Description of the task: Which lines in the entries below contain the word "office"? Pick out each of those lines and copy it in full.

>>>>

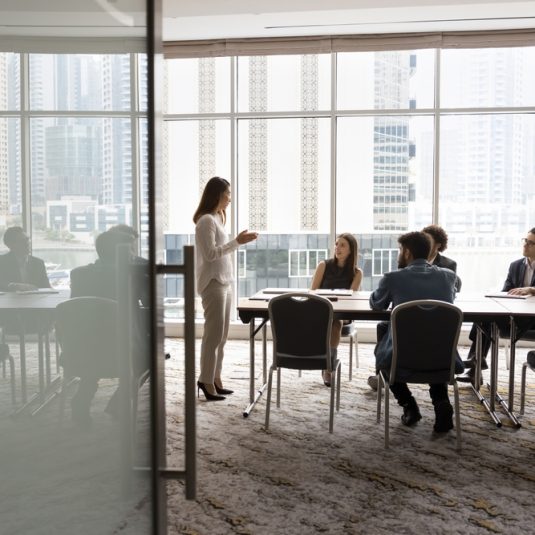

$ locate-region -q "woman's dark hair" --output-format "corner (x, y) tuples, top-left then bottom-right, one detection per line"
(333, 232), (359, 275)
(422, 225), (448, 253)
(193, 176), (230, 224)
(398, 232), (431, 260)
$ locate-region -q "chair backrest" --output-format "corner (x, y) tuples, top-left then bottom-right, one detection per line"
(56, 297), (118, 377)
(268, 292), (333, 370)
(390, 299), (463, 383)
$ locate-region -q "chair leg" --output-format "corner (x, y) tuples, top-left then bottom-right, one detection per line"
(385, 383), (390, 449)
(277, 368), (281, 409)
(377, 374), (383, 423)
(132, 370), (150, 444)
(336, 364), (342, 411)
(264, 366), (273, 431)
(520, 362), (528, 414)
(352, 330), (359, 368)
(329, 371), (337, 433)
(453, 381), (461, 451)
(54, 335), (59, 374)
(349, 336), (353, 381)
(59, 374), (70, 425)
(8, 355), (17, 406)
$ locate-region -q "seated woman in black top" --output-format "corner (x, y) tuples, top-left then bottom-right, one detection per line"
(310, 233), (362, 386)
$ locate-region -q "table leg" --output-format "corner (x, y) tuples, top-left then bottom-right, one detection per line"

<<<<
>>>>

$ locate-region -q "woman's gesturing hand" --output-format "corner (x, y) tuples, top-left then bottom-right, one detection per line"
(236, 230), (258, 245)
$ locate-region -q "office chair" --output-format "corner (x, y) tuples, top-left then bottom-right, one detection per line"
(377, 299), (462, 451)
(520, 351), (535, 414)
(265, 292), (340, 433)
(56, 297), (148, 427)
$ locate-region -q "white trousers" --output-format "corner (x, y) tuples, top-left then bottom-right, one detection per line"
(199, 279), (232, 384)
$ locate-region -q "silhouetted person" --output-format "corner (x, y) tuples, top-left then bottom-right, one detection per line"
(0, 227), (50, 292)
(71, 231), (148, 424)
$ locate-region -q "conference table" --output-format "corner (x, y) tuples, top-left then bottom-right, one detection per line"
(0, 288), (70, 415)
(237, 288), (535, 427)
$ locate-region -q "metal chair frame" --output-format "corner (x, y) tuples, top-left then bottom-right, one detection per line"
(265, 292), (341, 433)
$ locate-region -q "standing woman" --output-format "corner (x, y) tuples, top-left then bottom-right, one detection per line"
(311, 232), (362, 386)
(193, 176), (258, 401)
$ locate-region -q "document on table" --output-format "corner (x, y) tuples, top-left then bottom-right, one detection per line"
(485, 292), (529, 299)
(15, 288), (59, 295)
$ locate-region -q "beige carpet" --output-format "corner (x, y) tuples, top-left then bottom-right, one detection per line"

<<<<

Complete response:
$ locate-region -q "office chair" --output-format "corner (x, y) tuples, top-left then bottom-right, one detection per line"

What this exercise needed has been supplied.